• [What needs to be done] Make an exact copy of the lines below.
-- BEGIN Supplied records --
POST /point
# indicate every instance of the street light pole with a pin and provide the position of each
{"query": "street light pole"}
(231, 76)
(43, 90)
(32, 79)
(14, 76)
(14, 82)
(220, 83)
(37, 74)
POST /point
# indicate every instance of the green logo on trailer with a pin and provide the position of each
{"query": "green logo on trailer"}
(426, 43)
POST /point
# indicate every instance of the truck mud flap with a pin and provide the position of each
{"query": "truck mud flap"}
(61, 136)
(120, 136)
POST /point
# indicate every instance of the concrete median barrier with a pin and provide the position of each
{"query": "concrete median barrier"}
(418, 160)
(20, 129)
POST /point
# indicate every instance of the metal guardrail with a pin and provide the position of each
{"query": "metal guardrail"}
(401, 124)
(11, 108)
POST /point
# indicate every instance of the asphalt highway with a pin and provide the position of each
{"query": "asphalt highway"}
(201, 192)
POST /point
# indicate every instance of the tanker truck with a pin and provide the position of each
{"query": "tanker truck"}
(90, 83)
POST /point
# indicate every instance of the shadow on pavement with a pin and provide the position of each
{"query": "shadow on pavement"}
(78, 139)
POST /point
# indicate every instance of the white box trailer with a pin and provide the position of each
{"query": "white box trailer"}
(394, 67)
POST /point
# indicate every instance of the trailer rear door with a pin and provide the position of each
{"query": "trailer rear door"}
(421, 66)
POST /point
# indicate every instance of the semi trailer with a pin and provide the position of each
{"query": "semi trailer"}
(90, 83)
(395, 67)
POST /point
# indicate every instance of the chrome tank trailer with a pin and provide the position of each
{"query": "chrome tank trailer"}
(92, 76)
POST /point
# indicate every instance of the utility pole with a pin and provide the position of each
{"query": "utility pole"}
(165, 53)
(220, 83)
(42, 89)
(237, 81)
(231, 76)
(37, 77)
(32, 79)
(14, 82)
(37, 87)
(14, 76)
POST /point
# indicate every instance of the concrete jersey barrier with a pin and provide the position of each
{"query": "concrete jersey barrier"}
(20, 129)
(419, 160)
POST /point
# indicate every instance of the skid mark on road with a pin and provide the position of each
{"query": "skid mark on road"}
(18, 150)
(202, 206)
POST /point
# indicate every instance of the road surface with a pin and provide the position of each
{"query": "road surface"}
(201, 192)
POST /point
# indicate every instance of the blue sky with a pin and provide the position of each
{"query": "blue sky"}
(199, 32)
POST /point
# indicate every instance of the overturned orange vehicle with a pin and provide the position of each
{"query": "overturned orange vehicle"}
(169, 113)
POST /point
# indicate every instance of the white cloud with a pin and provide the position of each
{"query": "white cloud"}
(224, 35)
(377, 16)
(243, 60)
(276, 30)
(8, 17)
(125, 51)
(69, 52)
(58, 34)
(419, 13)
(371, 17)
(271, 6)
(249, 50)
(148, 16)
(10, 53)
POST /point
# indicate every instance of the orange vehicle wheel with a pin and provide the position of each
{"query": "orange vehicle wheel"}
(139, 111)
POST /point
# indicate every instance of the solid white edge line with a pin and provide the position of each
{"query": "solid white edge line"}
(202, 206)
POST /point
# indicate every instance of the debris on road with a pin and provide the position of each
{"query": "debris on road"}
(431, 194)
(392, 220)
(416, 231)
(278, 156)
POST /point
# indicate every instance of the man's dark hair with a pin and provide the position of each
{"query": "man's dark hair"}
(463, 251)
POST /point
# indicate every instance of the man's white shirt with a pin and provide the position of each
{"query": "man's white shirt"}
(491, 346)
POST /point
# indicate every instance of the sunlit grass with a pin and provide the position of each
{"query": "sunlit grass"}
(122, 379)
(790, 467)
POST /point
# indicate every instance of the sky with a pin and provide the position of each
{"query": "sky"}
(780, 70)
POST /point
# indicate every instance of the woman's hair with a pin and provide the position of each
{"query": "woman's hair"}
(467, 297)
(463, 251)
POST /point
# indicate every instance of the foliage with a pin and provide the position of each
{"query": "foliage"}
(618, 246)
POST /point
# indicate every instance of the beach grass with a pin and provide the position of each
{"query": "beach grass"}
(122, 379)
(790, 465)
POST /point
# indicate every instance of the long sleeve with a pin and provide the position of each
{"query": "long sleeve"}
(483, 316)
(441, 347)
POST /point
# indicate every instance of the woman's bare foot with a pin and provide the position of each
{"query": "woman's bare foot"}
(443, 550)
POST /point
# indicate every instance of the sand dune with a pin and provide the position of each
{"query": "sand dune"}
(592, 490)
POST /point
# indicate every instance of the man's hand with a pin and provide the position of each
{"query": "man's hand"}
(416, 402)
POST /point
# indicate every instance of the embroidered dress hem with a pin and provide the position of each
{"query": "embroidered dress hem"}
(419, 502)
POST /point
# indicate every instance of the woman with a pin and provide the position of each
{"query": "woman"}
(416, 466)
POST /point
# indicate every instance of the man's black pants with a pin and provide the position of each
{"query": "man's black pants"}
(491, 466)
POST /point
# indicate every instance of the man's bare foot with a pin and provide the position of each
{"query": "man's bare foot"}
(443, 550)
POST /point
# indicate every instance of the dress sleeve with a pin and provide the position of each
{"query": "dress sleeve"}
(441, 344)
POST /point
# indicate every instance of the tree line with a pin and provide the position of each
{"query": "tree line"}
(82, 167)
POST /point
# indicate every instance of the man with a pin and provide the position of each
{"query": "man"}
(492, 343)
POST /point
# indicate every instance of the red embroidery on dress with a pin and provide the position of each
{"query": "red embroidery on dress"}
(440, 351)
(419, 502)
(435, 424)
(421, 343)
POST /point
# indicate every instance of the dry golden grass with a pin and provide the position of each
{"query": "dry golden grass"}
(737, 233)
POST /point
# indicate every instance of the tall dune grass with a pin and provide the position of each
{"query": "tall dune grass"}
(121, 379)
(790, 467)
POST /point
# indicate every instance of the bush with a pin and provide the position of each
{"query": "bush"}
-- END Supplied records --
• [Written reply]
POST /point
# indicate every instance of the street light pole with a pin and provide the position of each
{"query": "street light pole"}
(231, 76)
(43, 90)
(32, 79)
(14, 76)
(14, 82)
(220, 83)
(37, 74)
POST /point
# indicate every instance of the green logo on trailer with a pin and provide the position of each
{"query": "green logo on trailer"}
(426, 43)
POST /point
# indicate every instance of the truck mud flap with a pin and provide the position of each
{"query": "truck mud flap"}
(61, 136)
(120, 136)
POST /point
# indicate every instance of the concrete median barrier with a pin and provide the position of each
{"query": "concrete median barrier"}
(418, 160)
(20, 129)
POST /point
# indicate every instance of the metal guardrail with a pin and provide the position of each
{"query": "metal guardrail"}
(401, 124)
(11, 108)
POST /point
# indicate every instance of the asphalt highway with a pin and provide the position of each
{"query": "asphalt highway"}
(201, 192)
POST /point
# indicate every instance of the tanker truck with a pin and provide the position of each
{"query": "tanker truck"}
(90, 83)
POST /point
# indicate every instance of the shadow on pavement with a pin and provide the position of each
{"query": "shadow on pavement"}
(78, 139)
POST /point
# indicate every instance of the white box trailer with a pin and provide the position of each
{"query": "white box trailer"}
(394, 67)
POST /point
# indicate every instance of the trailer rear door with a pin and provide the position of each
{"query": "trailer rear door"}
(421, 66)
POST /point
# indicate every instance of the semi trailer with a pin and provide the position of each
{"query": "semi trailer"}
(90, 83)
(395, 67)
POST /point
# indicate every instance of the chrome tank trailer with a pin and provide the position of each
{"query": "chrome tank trailer"}
(92, 76)
POST /point
# indicate every instance of the utility pole with a pin and provide the position of each
{"query": "utility pole"}
(165, 53)
(220, 83)
(42, 89)
(237, 81)
(231, 76)
(37, 77)
(32, 79)
(14, 82)
(37, 87)
(14, 76)
POST /point
# indicate every instance of the concrete jersey barrier with a pin and provide the position of each
{"query": "concrete jersey barrier"}
(20, 129)
(419, 160)
POST /point
# indicate every instance of the skid mark on road with a pin and provide the position of each
{"query": "skid mark on road"}
(18, 150)
(202, 206)
POST /point
# indicate every instance of the road surface with a pin and provide the position of each
{"query": "road surface"}
(201, 192)
POST /point
# indicate every instance of the blue sky with a pin and provide the position of each
{"query": "blue sky"}
(199, 32)
POST /point
# indicate every instance of the overturned orange vehicle with a pin and provide the position of each
{"query": "overturned orange vehicle"}
(169, 113)
POST /point
# indicate every instance of the white cloud with a pin and provide the position of each
{"query": "white cloud"}
(224, 35)
(377, 16)
(243, 60)
(276, 30)
(8, 17)
(125, 51)
(69, 52)
(58, 34)
(419, 13)
(371, 17)
(271, 6)
(249, 50)
(148, 16)
(10, 53)
POST /point
# indicate every instance of the orange vehicle wheel with a pin and provide the position of each
{"query": "orange vehicle wheel"}
(139, 111)
POST /point
# indicate every instance of the solid white edge line with a pin and provide the position of each
{"query": "solid white edge line"}
(202, 206)
POST /point
# indicate every instance of the debris on road with a pin and provide the position of each
{"query": "debris on road"}
(431, 194)
(392, 220)
(416, 231)
(278, 156)
POST /point
# indicate every instance of the man's dark hair with a pin and provide the position of each
{"query": "man's dark hair"}
(463, 251)
POST /point
# indicate every instance of the man's white shirt with a pin and provide the position of each
{"query": "man's white shirt"}
(491, 346)
POST /point
# indicate every instance of the sunlit grass with a pin and provide the position of each
{"query": "sunlit grass"}
(122, 379)
(790, 467)
POST /point
# indicate every instance of the sky with a pin and provide the position of each
{"query": "sky"}
(780, 70)
POST /point
# indicate every instance of the woman's hair with a pin and provide the position of each
{"query": "woman's hair"}
(467, 297)
(463, 251)
POST /point
# indicate every instance of the foliage with a pin and provide the position of each
{"query": "foliage"}
(618, 246)
POST /point
# indicate every instance of the beach grass with a pin and provide the position of each
{"query": "beach grass"}
(122, 379)
(790, 465)
POST /point
# indicate every instance of the long sleeve with a pin and provide the position of each
{"query": "long sleeve"}
(483, 316)
(441, 347)
POST /point
# indicate every instance of the woman's bare foot with a pin and provide the position of each
{"query": "woman's bare foot"}
(443, 550)
POST /point
# indicate every instance of the sand dune with a pin and provide the position of each
{"query": "sand dune"}
(592, 490)
POST /point
# indicate every instance of the man's hand with a pin and provide the position of each
{"query": "man's hand"}
(416, 402)
POST /point
# indicate every instance of the embroidered dress hem with a pin and provide the position of each
{"query": "embroidered dress hem"}
(419, 502)
POST /point
# indicate every instance of the woman with a pin and provide the position of each
{"query": "woman"}
(416, 466)
POST /point
# indicate every instance of the man's black pants with a pin and provide the position of each
{"query": "man's black pants"}
(491, 466)
POST /point
# indicate every instance of the man's bare foot with a pin and provide the position of each
{"query": "man's bare foot"}
(443, 550)
POST /point
# indicate every instance of the dress sleeve with a pin and provide the position of each
{"query": "dress sleeve"}
(441, 344)
POST /point
# indicate every instance of the tree line with a pin and provide the position of each
{"query": "tree line"}
(82, 167)
POST /point
# indicate every instance of the man with a pin and provide the position of each
{"query": "man"}
(492, 343)
POST /point
# indicate every instance of the red embroidery on dress with a pin and provide the position of each
{"query": "red embroidery on dress"}
(440, 351)
(419, 502)
(435, 424)
(421, 343)
POST /point
# indicate every instance of the dry golden grass with a pin and provide the position of each
{"query": "dry golden grass"}
(737, 233)
POST /point
# indicate every instance of the tall dune grass with a pin and provide the position of each
{"query": "tall dune grass"}
(121, 379)
(790, 467)
POST /point
# indicate every instance of the bush with a pin and provide the position of each
{"query": "bush"}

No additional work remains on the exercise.